What to produce
Select every line below that contains the string "dump", and copy each one in full. Match case exactly.

Entries drawn from a collection

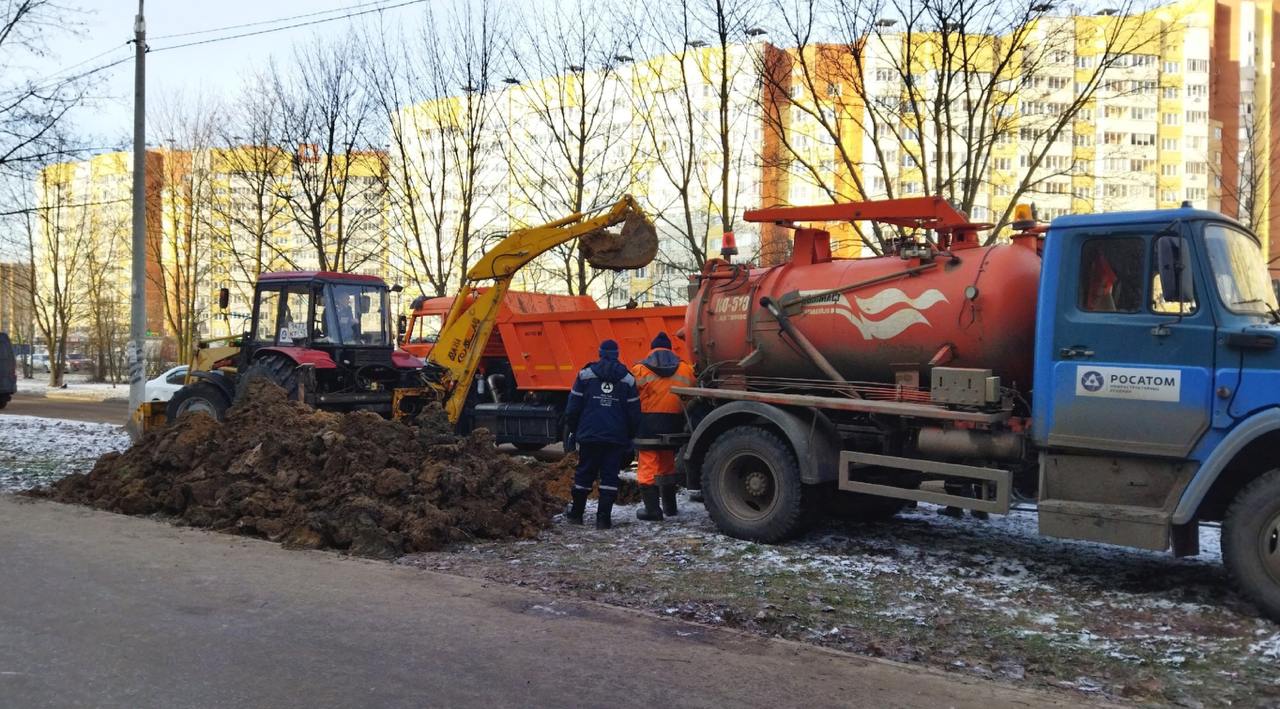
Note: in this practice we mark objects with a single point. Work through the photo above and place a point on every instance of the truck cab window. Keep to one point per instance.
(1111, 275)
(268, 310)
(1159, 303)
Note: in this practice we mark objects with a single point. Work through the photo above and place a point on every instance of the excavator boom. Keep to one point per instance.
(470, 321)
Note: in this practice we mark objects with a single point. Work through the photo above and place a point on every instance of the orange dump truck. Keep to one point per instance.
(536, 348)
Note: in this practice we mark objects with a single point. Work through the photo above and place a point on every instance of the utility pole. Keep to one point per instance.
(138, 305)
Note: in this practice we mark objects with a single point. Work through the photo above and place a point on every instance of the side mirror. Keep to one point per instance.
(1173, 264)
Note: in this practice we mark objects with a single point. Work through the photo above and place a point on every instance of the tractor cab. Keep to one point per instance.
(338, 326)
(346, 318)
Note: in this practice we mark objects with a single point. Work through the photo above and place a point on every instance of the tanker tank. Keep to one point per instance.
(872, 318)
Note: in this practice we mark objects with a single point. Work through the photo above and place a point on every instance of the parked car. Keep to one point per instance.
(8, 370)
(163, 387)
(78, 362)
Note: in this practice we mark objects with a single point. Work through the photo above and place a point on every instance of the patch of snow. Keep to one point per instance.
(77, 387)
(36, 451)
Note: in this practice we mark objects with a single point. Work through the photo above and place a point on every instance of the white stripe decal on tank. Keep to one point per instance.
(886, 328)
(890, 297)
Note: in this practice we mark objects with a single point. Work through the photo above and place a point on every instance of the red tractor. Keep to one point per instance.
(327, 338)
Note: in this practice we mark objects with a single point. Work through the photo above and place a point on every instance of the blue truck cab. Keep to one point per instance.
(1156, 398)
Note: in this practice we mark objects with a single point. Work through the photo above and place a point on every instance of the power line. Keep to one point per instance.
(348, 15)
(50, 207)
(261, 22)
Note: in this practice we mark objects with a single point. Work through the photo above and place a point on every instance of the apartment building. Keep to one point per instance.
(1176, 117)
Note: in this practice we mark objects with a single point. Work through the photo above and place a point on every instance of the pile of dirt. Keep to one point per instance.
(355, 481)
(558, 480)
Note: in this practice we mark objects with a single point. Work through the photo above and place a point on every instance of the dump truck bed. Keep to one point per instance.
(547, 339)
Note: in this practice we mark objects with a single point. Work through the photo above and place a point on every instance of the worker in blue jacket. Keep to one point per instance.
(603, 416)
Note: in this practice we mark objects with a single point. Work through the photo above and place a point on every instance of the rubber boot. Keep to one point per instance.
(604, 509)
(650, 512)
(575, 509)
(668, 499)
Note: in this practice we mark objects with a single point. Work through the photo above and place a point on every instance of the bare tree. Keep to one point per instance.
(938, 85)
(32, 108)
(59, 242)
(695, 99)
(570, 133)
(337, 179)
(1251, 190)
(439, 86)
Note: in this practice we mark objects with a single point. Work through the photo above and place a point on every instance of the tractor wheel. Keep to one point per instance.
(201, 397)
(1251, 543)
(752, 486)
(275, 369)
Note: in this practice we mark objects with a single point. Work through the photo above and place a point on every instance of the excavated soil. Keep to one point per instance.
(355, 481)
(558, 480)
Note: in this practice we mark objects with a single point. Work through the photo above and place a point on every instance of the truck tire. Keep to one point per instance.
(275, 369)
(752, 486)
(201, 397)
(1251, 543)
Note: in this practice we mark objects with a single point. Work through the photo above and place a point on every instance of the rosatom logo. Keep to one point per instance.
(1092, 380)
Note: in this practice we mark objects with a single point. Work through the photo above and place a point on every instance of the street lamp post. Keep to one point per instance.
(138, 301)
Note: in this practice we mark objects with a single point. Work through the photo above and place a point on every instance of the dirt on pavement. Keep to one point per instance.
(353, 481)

--

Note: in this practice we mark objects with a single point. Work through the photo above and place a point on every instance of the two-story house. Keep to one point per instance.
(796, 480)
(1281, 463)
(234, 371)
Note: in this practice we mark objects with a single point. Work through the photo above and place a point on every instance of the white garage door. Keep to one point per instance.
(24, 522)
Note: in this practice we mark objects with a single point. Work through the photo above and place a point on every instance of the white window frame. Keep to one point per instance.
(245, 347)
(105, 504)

Answer to this exercise
Note: in this practice we mark objects with a single point. Work through the photo above and place a point on every instance of the orange dump truck. Keep to one point per instance.
Note: in this practice we mark objects with a single point. Work through the photo above and place a point on every instance of the dump truck bed. Keep to one point per instance.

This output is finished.